» WHAT YOU HAVE TO DO: Print the records exactly as they are written.

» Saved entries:
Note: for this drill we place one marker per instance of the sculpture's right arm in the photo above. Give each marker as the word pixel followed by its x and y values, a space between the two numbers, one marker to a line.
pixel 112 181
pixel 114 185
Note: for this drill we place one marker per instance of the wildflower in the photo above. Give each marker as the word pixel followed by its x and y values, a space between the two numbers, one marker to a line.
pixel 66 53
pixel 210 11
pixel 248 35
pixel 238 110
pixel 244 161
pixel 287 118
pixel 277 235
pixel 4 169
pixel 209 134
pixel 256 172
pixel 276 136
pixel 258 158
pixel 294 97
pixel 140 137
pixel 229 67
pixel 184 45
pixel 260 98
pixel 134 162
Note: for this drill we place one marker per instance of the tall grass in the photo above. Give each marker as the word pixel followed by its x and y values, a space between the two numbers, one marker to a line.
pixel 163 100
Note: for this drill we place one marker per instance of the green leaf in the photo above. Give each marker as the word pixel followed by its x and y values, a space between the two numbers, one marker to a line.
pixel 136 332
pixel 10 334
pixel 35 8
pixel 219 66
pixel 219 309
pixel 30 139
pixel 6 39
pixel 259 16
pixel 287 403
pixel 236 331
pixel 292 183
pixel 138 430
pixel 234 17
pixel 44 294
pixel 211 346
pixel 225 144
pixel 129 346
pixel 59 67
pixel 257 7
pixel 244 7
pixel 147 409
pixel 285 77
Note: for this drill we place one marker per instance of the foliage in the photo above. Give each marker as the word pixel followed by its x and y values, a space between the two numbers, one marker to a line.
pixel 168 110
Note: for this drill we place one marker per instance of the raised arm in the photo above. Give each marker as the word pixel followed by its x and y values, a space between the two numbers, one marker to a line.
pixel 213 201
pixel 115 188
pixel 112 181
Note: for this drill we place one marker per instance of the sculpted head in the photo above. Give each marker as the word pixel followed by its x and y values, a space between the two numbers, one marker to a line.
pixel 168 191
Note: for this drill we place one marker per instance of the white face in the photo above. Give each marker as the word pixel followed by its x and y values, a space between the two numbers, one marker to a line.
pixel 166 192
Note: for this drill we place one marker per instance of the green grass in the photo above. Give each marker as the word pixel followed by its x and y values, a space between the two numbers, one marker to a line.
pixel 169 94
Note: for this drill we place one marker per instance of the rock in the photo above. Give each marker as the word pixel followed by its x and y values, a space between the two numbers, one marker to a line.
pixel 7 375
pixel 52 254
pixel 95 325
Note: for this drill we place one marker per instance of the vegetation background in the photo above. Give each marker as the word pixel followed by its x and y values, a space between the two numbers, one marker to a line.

» ANSWER SPACE:
Note: for this drill we place one marker per instance of the sculpture's right arm in the photo above. Give each marker as the word pixel followed by its x and y values, a space between the two numbers, one marker to a line.
pixel 112 181
pixel 114 185
Note: for this drill we place one marker per instance of the wildflower in the photo above. Give each marker as the word pixel followed by its x and y values, a space between the two numbers, one marker to a line.
pixel 66 53
pixel 210 11
pixel 248 35
pixel 238 110
pixel 244 161
pixel 287 118
pixel 277 235
pixel 4 169
pixel 209 134
pixel 256 172
pixel 276 136
pixel 258 158
pixel 294 97
pixel 140 137
pixel 229 67
pixel 184 45
pixel 260 98
pixel 134 162
Note: for this drill we place one marker per instance of the tall grass in the photo above. Give each marker as the word pixel followed by its x and y values, a space between the two numbers, one marker to a line.
pixel 163 100
Note: for this drill we place one marker per instance of the green leaf in the photo above. Give each marker as the word pixel followed by its x and y values, a space between the two numbers, one marker to a line.
pixel 136 332
pixel 10 334
pixel 35 8
pixel 219 66
pixel 219 309
pixel 30 139
pixel 6 39
pixel 259 16
pixel 287 403
pixel 236 331
pixel 292 183
pixel 138 430
pixel 234 17
pixel 44 294
pixel 211 346
pixel 225 144
pixel 129 346
pixel 59 67
pixel 257 7
pixel 244 7
pixel 147 409
pixel 285 77
Note: for this drill we place one marker per instance of the foliage in the photo above. Give each marker as the word pixel followed by its x and y values, a space between the two numbers, one marker to a line.
pixel 168 110
Note: for this drill we place one marker per instance of the raised arm in the photo above. Give each marker as the word pixel followed by its x and y values, a space between the two numbers, one marker to a line.
pixel 213 201
pixel 115 188
pixel 112 181
Note: for this drill we place one marker per instance of the sculpted head in the photo above. Give each marker as the word pixel followed by its x and y values, a space between the two numbers, one marker to a line.
pixel 168 191
Note: for this drill we place one marker per instance of the white face in the photo above. Give each marker as the word pixel followed by its x and y values, a space between the two numbers, one marker to a line.
pixel 166 192
Note: for this drill we place one marker per instance of the green grass in the photo above. Give each marker as the word pixel followed by its x and y values, a space between the two numbers, one marker to a line.
pixel 169 94
Note: for this drill we place one marker per instance of the rock in the photo above. Give each marker as the word pixel followed by its x and y values, a space between the two numbers, one marker to a line.
pixel 7 375
pixel 52 254
pixel 95 325
Note: for this drill we place one marker per instance of the vegetation background in the photo above. Give each marker as the word pixel followed by its x and y values, a space between the two numbers, one marker to a line.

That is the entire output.